Document passage Block Start

The second is the so what that every surgeon would / should ask. Does it affect your happiness or ability to do something that makes you happy. Judging the title of the thread, yeah, it might be enough that a scope surgery is worth it for her.
Per OP:

"I'm now a 44 year old fit female. I own a gym, been a trainer for 20 years and have a solid background in kinesiology and injury management. I also run and bike and lift year round. (Just giving some context that fitness isn't probably the problem.) "
-No issues running, biking, and lifting.
Hm. Interesting.

Or maybe it's because snowboarding requires a repetitive movement pattern where strain is felt when the joint is locked into a plane its no longer comfortable in. Sure, you have an injury, that sucks, but that doesn't mean that she does. It also doesn't mean that she 100% doesn't, but this is not how that works. But if the OP is only bothered by one activity which is load bearing, repetitive, and has part of the kinetic chain locked into place (ala bindings).... then maybe it makes sense to start with looking at alignment.

Document passage Block End
Data to examine Block Start

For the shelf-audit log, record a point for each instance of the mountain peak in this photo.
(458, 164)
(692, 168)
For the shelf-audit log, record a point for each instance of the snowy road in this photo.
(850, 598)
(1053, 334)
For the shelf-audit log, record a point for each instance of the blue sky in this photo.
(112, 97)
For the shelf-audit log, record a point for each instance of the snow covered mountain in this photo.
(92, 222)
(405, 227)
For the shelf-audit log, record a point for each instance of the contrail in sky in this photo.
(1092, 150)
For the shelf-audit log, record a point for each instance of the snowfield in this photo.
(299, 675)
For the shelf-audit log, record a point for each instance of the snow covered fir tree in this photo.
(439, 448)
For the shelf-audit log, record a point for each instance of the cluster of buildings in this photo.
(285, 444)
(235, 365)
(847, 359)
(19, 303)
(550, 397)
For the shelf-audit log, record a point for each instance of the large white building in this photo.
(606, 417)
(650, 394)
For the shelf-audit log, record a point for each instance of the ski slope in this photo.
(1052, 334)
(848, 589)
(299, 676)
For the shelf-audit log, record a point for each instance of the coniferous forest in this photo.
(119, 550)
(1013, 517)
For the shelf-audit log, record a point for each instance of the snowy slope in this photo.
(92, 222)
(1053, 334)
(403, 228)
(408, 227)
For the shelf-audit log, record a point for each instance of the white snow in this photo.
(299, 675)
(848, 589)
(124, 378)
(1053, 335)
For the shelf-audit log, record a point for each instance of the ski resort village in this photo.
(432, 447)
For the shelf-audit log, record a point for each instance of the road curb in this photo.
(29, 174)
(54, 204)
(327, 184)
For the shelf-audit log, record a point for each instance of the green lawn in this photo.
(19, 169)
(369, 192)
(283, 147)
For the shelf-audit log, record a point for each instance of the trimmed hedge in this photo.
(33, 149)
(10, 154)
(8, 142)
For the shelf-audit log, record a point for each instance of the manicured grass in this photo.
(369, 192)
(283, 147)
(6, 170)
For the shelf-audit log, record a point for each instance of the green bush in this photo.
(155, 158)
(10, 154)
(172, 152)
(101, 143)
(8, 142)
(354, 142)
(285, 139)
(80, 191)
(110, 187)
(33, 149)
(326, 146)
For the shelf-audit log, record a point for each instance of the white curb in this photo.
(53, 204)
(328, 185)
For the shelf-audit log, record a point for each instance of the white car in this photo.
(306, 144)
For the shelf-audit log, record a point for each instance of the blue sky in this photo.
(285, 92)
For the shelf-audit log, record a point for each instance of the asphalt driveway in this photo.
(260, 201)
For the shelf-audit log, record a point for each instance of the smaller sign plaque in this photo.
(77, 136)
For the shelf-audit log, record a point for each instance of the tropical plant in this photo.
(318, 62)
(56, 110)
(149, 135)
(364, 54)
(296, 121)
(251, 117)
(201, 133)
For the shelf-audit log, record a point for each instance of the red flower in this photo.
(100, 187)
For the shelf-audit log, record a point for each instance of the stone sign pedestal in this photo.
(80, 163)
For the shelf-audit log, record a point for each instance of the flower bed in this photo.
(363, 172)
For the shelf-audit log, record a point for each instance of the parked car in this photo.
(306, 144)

Data to examine Block End

§ **Task item A**
From the forum post about snowboarding above, reproduce word for word the part that begins with the words containing "The second is" and ends with "it for her.".
§ **Task item B**
For each statement, say whether the forum post about snowboarding agrees with it, answering yes or no and quoting the words that decide it: (i) The original poster has worked as a trainer for 20 years. (ii) The original poster has trouble when running. (iii) The writer suggests beginning by looking at alignment.

§ **Expected answer A**
The second is the so what that every surgeon would / should ask. Does it affect your happiness or ability to do something that makes you happy. Judging the title of the thread, yeah, it might be enough that a scope surgery is worth it for her.

§ **Expected answer B**
(i) Yes: "been a trainer for 20 years"
(ii) No: "-No issues running, biking, and lifting."
(iii) Yes: "then maybe it makes sense to start with looking at alignment."